Los nacionalismos verdes y la geopolítica del siglo XXI
Leer pdf¿Qué pueden tener en común un rebaño domesticado de yaks abandonados a su suerte en la meseta tibetana, decenas de chozas de barro y paja reducidas a escombros en África central y huertos de yuca y malanga convertidos en terruños yermos en la Costa de Mosquitos, en Nicaragua? Los une el hecho de que la sostenibilidad se ha convertido en un mantra pocas veces cuestionado. Se le invoca en cumbres multilaterales, se multiplica en informes corporativos y gubernamentales, bautiza políticas públicas y programas sociales. También tiñe de verde empaques y campañas publicitarias para refrendar la promesa de un porvenir que, cuanto más parece acercarse, más se aleja; uno supuestamente más limpio, equitativo y pacífico, a menudo enraizado en retóricas que no reflejan la realidad.

───

**Enunciado a:** Repite sin cambios las líneas del listado que empiezan en la que contiene "Where can the person's" y llegan hasta el final del listado, ambas incluidas.

Entradas de etiquetado de la posición de objetos:
───

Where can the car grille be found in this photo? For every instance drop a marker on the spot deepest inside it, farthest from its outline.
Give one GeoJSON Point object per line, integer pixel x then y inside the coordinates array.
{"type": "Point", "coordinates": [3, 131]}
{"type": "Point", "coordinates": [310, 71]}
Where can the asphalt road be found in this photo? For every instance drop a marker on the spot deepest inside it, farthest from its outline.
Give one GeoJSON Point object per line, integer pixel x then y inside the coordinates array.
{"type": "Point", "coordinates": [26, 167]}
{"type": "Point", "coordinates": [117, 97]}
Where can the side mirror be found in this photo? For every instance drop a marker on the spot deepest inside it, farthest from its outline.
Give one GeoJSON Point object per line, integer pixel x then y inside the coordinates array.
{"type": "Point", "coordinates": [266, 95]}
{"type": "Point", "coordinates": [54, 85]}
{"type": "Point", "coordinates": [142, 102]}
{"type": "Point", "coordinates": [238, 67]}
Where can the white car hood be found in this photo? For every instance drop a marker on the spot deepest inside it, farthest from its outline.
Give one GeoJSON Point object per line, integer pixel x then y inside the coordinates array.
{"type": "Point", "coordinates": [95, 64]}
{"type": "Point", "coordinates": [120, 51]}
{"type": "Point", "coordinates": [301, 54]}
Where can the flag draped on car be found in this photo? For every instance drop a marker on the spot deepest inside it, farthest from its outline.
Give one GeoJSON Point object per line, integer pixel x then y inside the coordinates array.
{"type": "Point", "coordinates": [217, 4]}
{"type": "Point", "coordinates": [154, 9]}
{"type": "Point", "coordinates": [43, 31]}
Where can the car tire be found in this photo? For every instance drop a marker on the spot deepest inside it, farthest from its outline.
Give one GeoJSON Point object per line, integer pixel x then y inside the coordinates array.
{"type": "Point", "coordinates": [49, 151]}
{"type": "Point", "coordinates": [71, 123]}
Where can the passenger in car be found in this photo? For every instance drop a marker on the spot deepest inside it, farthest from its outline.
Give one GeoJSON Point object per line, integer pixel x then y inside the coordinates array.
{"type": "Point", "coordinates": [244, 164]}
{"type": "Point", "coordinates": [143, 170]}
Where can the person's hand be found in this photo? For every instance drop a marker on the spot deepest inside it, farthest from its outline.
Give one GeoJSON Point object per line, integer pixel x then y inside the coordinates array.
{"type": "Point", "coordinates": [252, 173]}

───

**Enunciado b:** Duplica al pie de la letra el fragmento del texto sobre los nacionalismos verdes que comienza con las palabras "Los nacionalismos verdes" y termina con "reflejan la realidad.".

**Respuesta a:**
Where can the person's hand be found in this photo? For every instance drop a marker on the spot deepest inside it, farthest from its outline.
Give one GeoJSON Point object per line, integer pixel x then y inside the coordinates array.
{"type": "Point", "coordinates": [252, 173]}

**Respuesta b:**
Los nacionalismos verdes y la geopolítica del siglo XXI
Leer pdf¿Qué pueden tener en común un rebaño domesticado de yaks abandonados a su suerte en la meseta tibetana, decenas de chozas de barro y paja reducidas a escombros en África central y huertos de yuca y malanga convertidos en terruños yermos en la Costa de Mosquitos, en Nicaragua? Los une el hecho de que la sostenibilidad se ha convertido en un mantra pocas veces cuestionado. Se le invoca en cumbres multilaterales, se multiplica en informes corporativos y gubernamentales, bautiza políticas públicas y programas sociales. También tiñe de verde empaques y campañas publicitarias para refrendar la promesa de un porvenir que, cuanto más parece acercarse, más se aleja; uno supuestamente más limpio, equitativo y pacífico, a menudo enraizado en retóricas que no reflejan la realidad.